▸ **TASK DIRECTIONS**: Extract, word for word, every line of the rows from the line containing "Target: person walking on pitch" up to and including the final line of the rows.
——
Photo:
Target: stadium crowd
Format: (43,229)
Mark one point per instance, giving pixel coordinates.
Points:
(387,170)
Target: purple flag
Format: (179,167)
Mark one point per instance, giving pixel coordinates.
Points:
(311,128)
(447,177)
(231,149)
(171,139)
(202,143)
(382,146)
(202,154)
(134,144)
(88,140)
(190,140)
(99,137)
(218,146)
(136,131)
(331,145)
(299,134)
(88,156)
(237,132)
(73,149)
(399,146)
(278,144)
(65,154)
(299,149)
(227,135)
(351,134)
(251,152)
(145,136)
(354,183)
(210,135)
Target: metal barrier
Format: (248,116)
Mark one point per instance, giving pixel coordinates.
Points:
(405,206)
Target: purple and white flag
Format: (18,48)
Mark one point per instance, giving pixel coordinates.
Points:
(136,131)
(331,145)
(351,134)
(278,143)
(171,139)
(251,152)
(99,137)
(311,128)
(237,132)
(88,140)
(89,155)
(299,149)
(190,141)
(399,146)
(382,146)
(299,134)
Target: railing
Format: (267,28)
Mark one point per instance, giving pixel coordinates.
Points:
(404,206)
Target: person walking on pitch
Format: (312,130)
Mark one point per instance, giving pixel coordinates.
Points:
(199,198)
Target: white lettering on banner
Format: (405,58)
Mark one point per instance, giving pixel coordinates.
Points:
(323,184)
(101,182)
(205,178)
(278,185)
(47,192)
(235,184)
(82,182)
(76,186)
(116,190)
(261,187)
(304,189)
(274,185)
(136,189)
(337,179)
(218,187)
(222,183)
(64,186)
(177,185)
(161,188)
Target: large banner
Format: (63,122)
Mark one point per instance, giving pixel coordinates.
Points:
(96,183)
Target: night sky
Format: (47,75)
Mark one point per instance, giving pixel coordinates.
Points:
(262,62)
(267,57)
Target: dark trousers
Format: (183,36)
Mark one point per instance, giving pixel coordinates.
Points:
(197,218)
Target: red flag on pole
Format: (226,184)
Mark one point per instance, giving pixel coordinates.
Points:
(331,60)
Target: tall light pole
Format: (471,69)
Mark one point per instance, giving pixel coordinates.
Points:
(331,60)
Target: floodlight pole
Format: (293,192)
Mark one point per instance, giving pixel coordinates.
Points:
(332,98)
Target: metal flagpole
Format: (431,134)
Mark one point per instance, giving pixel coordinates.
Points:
——
▸ **ANSWER IN FULL**:
Target: person walking on pitch
Format: (312,130)
Mark one point per instance, giving pixel coordinates.
Points:
(199,198)
Target: white lettering on banner
Format: (405,58)
Mark one point per instance, giving pixel coordinates.
Points:
(323,184)
(101,182)
(205,178)
(278,185)
(47,192)
(235,184)
(82,182)
(76,186)
(116,190)
(261,187)
(304,189)
(274,185)
(136,189)
(337,179)
(218,187)
(222,183)
(64,186)
(177,185)
(161,188)
Target: large banner
Format: (63,122)
Mark one point per instance, giving pixel coordinates.
Points:
(96,183)
Target: night sky
Format: (47,75)
Mark one point per instance, giving pixel coordinates.
Points:
(262,62)
(267,57)
Target: dark trousers
Format: (183,36)
Mark one point per instance, giving pixel coordinates.
Points:
(197,218)
Target: red flag on pole
Format: (226,184)
Mark one point per instance, giving pixel coordinates.
Points:
(331,60)
Target: tall light pole
Format: (471,69)
Mark one point per instance, giving pixel coordinates.
Points:
(331,60)
Target: floodlight pole
Format: (293,192)
Mark one point per instance, giving pixel coordinates.
Points:
(332,98)
Target: metal flagpole
Format: (431,134)
Mark one point per instance, giving pixel coordinates.
Points:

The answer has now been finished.